### Texto proporcionado
··········
Thursday, June 26, 2014

La sal de la vida







"Por esos días nos dedicamos a celebrar la amistad como en los mejores tiempos. Nos  dábamos cita a horas más tempranas y llegábamos muy emperifollados, con esa disposición que produce la alegría.  Las tertulias seguían alargándose hasta bien entrada la noche, aunque no tanto como antes cuando se prolongaban hasta que despuntaba el alba.

Una de esas otras veces, mientras los invitados cantaban y departían livianamente,  me puse a recoger las copas y los trastos diseminados por doquier; los restos del pollo en escabeche, el vitel toné y la carne asada que se mezclaba con el chutney de mango y el de ciruelas, todo de producción propia, y los panecillos para los sándwiches ya algo mustios por el paso de las horas. Después  busqué el escobillón.
··········
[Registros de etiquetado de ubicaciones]
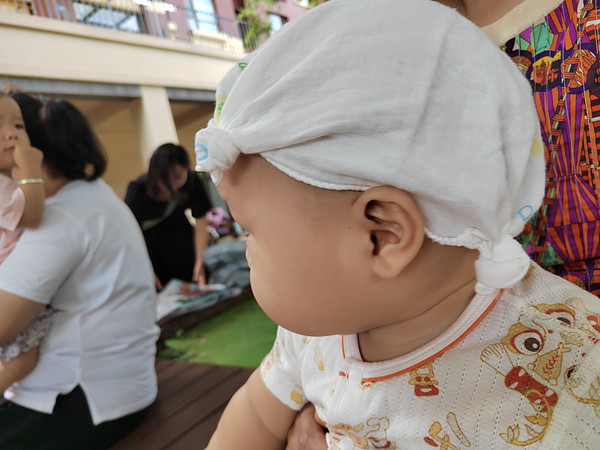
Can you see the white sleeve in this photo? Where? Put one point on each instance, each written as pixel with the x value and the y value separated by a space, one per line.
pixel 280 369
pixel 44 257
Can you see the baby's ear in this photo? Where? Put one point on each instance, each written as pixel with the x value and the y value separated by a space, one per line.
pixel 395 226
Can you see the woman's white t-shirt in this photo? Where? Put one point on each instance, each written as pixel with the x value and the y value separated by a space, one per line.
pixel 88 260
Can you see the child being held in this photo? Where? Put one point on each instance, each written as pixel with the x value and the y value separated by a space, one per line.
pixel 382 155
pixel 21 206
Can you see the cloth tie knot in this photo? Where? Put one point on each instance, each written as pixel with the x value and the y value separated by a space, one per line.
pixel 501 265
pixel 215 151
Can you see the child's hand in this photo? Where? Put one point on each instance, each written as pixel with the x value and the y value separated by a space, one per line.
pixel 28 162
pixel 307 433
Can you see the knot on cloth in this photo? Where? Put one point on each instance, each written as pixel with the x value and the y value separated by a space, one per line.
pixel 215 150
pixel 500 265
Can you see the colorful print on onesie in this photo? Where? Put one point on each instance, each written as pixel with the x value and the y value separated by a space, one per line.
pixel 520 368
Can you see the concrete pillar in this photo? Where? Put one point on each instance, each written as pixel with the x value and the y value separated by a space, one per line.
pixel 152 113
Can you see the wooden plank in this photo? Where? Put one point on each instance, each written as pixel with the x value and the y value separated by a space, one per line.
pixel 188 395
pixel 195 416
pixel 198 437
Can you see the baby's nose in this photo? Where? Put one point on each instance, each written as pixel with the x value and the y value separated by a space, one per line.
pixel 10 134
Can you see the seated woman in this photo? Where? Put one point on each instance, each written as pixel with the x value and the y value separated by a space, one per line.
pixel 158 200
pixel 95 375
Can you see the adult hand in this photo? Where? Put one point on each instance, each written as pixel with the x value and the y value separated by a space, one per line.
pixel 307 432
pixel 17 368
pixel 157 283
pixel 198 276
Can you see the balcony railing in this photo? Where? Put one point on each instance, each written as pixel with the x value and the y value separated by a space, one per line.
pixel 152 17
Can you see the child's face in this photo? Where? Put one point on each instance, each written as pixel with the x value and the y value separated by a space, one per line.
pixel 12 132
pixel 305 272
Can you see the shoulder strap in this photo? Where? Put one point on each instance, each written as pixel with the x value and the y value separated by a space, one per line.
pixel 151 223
··········
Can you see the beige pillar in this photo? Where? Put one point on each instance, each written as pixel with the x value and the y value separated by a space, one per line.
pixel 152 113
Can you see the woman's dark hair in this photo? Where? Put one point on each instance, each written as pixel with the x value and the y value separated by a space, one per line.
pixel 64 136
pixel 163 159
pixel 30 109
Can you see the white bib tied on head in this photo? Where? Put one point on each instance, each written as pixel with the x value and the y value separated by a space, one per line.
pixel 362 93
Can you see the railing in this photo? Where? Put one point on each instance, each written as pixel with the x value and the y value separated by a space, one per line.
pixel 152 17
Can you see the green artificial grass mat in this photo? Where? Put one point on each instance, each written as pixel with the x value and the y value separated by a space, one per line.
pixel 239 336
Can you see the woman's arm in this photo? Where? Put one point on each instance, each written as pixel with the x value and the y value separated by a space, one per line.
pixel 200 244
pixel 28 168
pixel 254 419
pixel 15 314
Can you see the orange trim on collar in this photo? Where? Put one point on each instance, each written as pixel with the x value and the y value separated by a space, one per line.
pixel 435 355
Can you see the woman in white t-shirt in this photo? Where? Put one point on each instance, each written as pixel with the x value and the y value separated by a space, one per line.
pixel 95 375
··········
### Tareas del ejercicio
**a)** Responde estas preguntas sobre el texto "La sal de la vida":
(i) ¿Hasta cuándo se prolongaban antes las tertulias?
(ii) ¿Qué hacían los invitados mientras se recogían las copas y los trastos?
(iii) ¿Qué se buscó después de recoger?
**b)** Devuelve sin cambios el tramo del texto "La sal de la vida" que va desde "Thursday, June 26, 2014" hasta "despuntaba el alba.".

### Soluciones del ejercicio
**a)**
(i) Se prolongaban hasta que despuntaba el alba.
(ii) Los invitados cantaban y departían livianamente.
(iii) Se buscó el escobillón.

**b)**
Thursday, June 26, 2014

La sal de la vida







"Por esos días nos dedicamos a celebrar la amistad como en los mejores tiempos. Nos  dábamos cita a horas más tempranas y llegábamos muy emperifollados, con esa disposición que produce la alegría.  Las tertulias seguían alargándose hasta bien entrada la noche, aunque no tanto como antes cuando se prolongaban hasta que despuntaba el alba.